(Passage):

= = =

# Picking up a shift through MyTime



## Lmcunic1202 (Jul 12, 2021)

Hi, so I picked up a shift using MyTime. It says Checkout Advocate. Usually I’m in soft lines but I thought of how my schedule always says general merchandise which doesn’t only includes soft lines. Does checkout advocate solely mean cashier? Or could a person at guest services have put up that shift? Idk if I make sense but I guess I’m asking if checkout advocate on MyTime applies to more than one role like the way general merchandise does.


----------



## sunnydays (Jul 12, 2021)

cashier

guest services would be service advocate


----------



## socalsailor (Jul 12, 2021)

sunnydays said:


> cashier
> 
> guest services would be service advocate


At my store it doesn’t matter whether you a scheduled guest service or check lanes it depends on the business needs of the day plus whether or not ur good at guest service vs better at check lanes


----------



## sunnydays (Jul 12, 2021)

sure but if you're a style team member picking up a shift that says checkout advocate you are going to be a cashier. it's obviously different for front end team members who should be crosstrained across the workcenter


----------



## Lmcunic1202 (Jul 12, 2021)

sunnydays said:


> sure but if you're a style team member picking up a shift that says checkout advocate you are going to be a cashier. it's obviously different for front end team members who should be crosstrained across the workcenter


Okay thank you. I wanted the cashier shift since I already knew how to do it but was worried if It could have been a guest service shift because I never trained there.


----------



## Yetive (Jul 12, 2021)

At my store, it could be anything at the front, so cashier, service desk, OPU/DU, cleaning or carts.


----------



## happygoth (Jul 12, 2021)

Softlines and General Merchandise are separate work centers. Weird that your schedule would say GM if you are in Style.


----------



## BadWolf4531 (Jul 16, 2021)

I'm trying to educate my team members about myTime, but to be honest I haven't a clue what qualifies someone to see available shifts. I've had a few team members post shifts for the coming weeks, but neither I nor a few other team members can see those shifts they posted. We are all in the same workcenter.

Does anybody know if myTime prevents you from seeing a shift if you are already scheduled that day? Or if taking the shift would put you above 40 hours for that week?

I have no ETL, no HR TM, and no ETL-HR right now, so there's really nobody in my building who has these answers.


----------



## Amanda Cantwell (Jul 16, 2021)

mathprofmatt said:


> Does anybody know if myTime prevents you from seeing a shift if you are already scheduled that day? Or if taking the shift would put you above 40 hours for that week?


If there’s a conflict in the times, yes, and yes to the second one


----------



## PhillyDilly (Jul 19, 2021)

IMO I wish it would still show the shift but have the option to take it greyed out with "You cannot take this shift for x reason"


----------



## Amanda Cantwell (Jul 19, 2021)

PhillyDilly said:


> IMO I wish it would still show the shift but have the option to take it greyed out with "You cannot take this shift for x reason"


I agree that would be nice. And then an option to request to take it with leader approval


----------

= = =

Object outline annotations:
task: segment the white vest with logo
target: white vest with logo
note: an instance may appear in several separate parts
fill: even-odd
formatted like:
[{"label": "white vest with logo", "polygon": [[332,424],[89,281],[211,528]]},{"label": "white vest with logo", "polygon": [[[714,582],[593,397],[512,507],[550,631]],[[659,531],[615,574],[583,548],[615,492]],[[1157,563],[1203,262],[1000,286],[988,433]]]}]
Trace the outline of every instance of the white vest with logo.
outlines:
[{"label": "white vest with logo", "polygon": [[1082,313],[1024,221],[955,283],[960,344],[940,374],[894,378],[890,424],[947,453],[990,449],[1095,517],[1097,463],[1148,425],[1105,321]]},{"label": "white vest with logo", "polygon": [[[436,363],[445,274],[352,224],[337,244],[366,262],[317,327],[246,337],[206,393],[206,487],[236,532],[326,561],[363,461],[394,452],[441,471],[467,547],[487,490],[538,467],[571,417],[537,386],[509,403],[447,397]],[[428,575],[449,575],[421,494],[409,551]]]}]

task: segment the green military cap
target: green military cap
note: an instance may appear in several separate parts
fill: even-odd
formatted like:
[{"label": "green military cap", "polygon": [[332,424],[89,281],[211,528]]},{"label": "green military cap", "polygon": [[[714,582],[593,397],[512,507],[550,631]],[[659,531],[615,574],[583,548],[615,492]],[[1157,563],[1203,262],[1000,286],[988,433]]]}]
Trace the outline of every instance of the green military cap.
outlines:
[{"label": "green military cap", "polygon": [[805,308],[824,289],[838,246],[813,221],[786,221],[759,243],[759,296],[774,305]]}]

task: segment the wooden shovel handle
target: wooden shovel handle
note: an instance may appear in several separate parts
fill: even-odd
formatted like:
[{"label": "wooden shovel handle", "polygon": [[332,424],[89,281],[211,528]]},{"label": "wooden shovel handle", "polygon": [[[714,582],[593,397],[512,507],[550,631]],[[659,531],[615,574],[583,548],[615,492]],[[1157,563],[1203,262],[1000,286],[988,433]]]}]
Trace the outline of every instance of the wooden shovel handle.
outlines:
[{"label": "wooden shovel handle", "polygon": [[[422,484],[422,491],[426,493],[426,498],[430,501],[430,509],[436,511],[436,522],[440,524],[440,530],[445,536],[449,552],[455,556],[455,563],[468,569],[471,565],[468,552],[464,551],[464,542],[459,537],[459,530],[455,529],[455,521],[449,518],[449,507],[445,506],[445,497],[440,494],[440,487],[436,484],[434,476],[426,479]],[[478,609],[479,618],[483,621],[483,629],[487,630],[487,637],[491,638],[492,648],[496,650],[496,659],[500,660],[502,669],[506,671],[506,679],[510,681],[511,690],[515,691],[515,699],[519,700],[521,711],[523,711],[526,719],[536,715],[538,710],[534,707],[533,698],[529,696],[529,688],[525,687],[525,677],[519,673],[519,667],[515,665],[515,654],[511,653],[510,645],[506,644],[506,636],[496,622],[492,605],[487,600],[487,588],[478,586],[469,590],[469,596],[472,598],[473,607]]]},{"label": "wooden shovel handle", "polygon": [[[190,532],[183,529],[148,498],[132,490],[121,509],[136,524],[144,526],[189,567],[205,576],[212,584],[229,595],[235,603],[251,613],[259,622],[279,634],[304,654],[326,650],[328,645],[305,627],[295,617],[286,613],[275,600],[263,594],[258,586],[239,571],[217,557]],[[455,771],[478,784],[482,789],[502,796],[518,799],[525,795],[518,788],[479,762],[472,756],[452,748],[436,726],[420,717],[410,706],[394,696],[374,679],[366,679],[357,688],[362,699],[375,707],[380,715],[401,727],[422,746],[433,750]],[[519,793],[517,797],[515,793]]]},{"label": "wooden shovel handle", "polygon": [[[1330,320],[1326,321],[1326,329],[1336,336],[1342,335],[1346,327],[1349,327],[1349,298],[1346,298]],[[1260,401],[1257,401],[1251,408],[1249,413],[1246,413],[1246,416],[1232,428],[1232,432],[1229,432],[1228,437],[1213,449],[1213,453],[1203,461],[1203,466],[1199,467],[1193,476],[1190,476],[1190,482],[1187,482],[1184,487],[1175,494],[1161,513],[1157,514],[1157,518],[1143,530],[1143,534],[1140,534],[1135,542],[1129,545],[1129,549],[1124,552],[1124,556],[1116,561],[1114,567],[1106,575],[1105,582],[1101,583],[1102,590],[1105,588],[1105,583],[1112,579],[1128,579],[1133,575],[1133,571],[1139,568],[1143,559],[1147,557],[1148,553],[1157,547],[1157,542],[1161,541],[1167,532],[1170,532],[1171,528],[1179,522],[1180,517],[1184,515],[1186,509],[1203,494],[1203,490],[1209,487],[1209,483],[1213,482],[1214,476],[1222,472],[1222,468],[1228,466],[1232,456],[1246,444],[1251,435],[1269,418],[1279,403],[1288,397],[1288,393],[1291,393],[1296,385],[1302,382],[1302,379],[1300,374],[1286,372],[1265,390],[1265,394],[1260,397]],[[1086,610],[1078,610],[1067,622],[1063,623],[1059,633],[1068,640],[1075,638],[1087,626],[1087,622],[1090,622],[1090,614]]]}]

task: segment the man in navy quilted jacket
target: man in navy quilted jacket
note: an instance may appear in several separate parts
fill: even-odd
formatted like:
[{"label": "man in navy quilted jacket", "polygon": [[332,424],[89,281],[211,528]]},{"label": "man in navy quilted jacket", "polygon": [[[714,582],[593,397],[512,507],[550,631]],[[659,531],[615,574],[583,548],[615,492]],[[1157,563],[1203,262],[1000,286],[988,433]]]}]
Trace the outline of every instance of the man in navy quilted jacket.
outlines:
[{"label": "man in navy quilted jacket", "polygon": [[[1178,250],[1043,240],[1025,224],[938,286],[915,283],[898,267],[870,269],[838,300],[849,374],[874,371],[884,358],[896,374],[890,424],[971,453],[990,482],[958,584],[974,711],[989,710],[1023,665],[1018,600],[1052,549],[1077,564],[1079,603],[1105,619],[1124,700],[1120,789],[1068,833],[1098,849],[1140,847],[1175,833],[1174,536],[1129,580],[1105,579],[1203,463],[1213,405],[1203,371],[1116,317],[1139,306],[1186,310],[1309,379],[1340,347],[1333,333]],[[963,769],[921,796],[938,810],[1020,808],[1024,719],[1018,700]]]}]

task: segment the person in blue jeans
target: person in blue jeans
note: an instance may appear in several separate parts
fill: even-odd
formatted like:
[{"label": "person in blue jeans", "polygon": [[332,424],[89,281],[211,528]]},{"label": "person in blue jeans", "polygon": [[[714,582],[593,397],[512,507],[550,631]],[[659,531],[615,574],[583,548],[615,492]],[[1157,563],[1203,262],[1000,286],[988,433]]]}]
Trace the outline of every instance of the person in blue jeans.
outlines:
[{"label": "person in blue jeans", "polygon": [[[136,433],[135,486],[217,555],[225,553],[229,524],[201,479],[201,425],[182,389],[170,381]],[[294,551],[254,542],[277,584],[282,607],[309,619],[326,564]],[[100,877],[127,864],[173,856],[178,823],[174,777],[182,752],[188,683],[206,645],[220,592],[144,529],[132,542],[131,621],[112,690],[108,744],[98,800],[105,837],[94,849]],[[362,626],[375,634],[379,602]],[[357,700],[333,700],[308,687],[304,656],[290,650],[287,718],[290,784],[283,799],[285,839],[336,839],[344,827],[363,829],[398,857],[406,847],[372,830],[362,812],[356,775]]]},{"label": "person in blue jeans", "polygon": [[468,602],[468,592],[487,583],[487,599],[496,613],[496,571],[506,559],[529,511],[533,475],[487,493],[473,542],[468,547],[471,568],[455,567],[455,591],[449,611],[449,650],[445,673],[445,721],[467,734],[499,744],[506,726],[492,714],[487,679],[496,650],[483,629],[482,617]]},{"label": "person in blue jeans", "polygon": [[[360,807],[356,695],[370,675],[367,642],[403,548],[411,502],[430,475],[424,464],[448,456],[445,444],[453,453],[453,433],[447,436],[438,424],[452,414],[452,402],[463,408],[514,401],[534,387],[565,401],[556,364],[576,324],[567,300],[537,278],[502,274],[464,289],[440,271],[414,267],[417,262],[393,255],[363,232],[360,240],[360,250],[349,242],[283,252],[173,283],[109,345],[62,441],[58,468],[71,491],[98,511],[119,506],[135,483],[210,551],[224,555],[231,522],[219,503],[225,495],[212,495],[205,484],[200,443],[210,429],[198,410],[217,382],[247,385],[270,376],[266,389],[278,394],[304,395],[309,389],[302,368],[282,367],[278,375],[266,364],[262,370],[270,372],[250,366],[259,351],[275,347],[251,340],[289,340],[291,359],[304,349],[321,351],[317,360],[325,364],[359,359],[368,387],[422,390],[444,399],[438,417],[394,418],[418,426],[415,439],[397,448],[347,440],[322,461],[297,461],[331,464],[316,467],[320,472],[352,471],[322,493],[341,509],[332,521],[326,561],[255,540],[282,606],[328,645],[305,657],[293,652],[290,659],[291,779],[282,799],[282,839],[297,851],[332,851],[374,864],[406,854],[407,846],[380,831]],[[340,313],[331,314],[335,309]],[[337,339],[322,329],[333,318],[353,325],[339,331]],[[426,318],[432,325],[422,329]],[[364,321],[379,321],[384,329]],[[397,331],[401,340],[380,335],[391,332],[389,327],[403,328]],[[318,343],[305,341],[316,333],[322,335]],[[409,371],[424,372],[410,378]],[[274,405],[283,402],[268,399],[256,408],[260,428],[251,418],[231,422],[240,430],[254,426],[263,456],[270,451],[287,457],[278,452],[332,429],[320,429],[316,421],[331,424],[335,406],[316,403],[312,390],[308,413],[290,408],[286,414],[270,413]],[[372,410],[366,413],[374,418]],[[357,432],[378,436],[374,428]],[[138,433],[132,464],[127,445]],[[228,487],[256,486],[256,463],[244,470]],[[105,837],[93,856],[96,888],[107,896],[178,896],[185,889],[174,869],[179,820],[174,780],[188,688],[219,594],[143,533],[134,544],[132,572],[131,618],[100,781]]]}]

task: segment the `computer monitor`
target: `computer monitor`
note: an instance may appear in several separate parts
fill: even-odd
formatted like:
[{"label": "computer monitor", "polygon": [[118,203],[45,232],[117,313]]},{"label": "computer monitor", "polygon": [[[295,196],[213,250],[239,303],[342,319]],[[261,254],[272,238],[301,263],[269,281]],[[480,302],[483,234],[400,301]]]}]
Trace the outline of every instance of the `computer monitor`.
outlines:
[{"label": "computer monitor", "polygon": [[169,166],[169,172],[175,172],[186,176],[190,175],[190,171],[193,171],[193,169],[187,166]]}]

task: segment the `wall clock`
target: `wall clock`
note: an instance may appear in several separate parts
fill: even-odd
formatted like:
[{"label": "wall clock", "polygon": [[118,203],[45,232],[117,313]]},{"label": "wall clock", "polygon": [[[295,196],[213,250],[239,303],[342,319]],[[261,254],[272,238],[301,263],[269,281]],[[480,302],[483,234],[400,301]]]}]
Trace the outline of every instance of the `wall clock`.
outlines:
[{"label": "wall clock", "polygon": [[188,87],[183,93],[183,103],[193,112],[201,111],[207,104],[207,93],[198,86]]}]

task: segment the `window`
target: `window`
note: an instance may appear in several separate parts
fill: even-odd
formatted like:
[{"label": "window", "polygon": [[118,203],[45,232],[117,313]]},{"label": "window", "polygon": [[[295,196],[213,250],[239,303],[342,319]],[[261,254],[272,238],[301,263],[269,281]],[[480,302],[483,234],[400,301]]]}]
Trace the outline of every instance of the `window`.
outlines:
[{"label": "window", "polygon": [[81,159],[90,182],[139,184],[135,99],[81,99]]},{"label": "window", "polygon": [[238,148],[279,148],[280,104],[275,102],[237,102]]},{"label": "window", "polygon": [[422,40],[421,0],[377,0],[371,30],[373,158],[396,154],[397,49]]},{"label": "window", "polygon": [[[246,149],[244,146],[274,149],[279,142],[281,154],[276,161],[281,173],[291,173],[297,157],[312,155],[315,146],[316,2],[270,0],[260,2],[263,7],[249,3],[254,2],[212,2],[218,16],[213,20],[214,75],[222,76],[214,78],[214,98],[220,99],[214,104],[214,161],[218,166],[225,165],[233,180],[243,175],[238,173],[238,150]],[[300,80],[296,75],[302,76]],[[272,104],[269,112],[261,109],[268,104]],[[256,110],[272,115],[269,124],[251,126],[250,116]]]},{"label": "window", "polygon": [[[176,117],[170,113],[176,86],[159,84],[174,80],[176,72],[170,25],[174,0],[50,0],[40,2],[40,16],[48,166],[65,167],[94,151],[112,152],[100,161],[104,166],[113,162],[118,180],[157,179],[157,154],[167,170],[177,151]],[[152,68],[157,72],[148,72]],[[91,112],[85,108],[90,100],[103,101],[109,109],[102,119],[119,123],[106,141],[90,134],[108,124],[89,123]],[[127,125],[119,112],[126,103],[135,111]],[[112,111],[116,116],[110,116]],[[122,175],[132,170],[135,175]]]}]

= = =

(To do):
A) Please duplicate the part of the MyTime thread above starting with "## BadWolf4531 (Jul" and going on through "has these answers.".
B) In the MyTime thread, what does sunnydays say a guest services shift would be called?

(Answers to the exercises):
A)
## BadWolf4531 (Jul 16, 2021)

I'm trying to educate my team members about myTime, but to be honest I haven't a clue what qualifies someone to see available shifts. I've had a few team members post shifts for the coming weeks, but neither I nor a few other team members can see those shifts they posted. We are all in the same workcenter.

Does anybody know if myTime prevents you from seeing a shift if you are already scheduled that day? Or if taking the shift would put you above 40 hours for that week?

I have no ETL, no HR TM, and no ETL-HR right now, so there's really nobody in my building who has these answers.

B) Service advocate.